* _Problem description_: Set down exactly the lines from the one containing "the bird's beak" through the end of the records below, both included, and nothing else.
— Begin Material to process —
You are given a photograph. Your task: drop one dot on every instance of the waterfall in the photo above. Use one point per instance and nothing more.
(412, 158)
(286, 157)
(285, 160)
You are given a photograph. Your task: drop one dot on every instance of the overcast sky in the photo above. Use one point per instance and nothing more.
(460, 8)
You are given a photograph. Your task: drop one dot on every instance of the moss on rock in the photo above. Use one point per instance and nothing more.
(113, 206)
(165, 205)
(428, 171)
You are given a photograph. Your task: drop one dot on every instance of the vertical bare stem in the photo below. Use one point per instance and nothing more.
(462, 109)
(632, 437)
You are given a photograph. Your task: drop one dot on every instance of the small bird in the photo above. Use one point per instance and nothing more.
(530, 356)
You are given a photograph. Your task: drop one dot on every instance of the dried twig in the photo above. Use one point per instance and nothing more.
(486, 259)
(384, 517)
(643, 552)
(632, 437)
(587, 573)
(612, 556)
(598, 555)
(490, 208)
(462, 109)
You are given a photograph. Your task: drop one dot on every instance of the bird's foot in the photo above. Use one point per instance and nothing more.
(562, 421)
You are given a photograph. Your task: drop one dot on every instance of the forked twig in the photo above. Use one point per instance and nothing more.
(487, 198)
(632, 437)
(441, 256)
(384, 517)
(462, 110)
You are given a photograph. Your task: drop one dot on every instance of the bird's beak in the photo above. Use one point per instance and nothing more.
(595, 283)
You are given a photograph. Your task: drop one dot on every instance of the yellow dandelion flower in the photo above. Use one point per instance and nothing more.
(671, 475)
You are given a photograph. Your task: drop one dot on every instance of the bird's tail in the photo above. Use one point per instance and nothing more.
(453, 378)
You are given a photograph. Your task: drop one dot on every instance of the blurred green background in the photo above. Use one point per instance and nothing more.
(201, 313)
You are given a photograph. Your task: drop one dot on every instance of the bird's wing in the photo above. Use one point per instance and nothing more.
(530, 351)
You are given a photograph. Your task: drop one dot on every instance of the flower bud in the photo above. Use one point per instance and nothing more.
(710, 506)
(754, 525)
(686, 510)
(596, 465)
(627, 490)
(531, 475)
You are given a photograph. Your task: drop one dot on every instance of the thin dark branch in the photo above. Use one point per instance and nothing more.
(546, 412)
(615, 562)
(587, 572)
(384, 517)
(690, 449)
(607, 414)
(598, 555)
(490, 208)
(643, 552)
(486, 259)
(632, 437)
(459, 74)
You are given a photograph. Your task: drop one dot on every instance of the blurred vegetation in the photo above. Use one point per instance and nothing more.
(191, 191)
— End Material to process —
* _Completed exercise_:
You are given a photograph. Your task: drop one dot on every instance of the bird's beak in the photo above. Use one point per instance and nothing more.
(595, 283)
You are given a photograph. Your task: drop one dot on every instance of the yellow dandelion flower in the photo above. Use one point per instance and nothing more.
(671, 475)
You are given a photograph. Your task: drop one dot on every instance of the bird's tail in the photo above. Use one point per instance and nothing more.
(453, 378)
You are given a photograph. Your task: drop one dot on every instance of the blurred green background in the photo above. Use one point per instance and nothing more.
(201, 313)
You are given a photograph. Your task: drop one dot on every instance of the bird's wing in the photo above. Use one point per instance and nothing more.
(530, 351)
You are given a photograph. Your task: drop one dot on every instance of the flower bud in the photo above. Use one point per instance and nothing more.
(710, 506)
(754, 525)
(686, 510)
(596, 465)
(627, 490)
(531, 475)
You are given a photograph. Your task: drop one dot on every instance of the thin dark branch in the photo above. Use one point per instance and nothing more.
(546, 412)
(615, 562)
(587, 572)
(384, 517)
(690, 449)
(607, 414)
(598, 555)
(490, 208)
(643, 552)
(486, 259)
(632, 437)
(459, 74)
You are given a photograph. Your task: drop one dot on every instance of the blurred vegetation in the photo above. Use one point per instance and nothing more.
(191, 191)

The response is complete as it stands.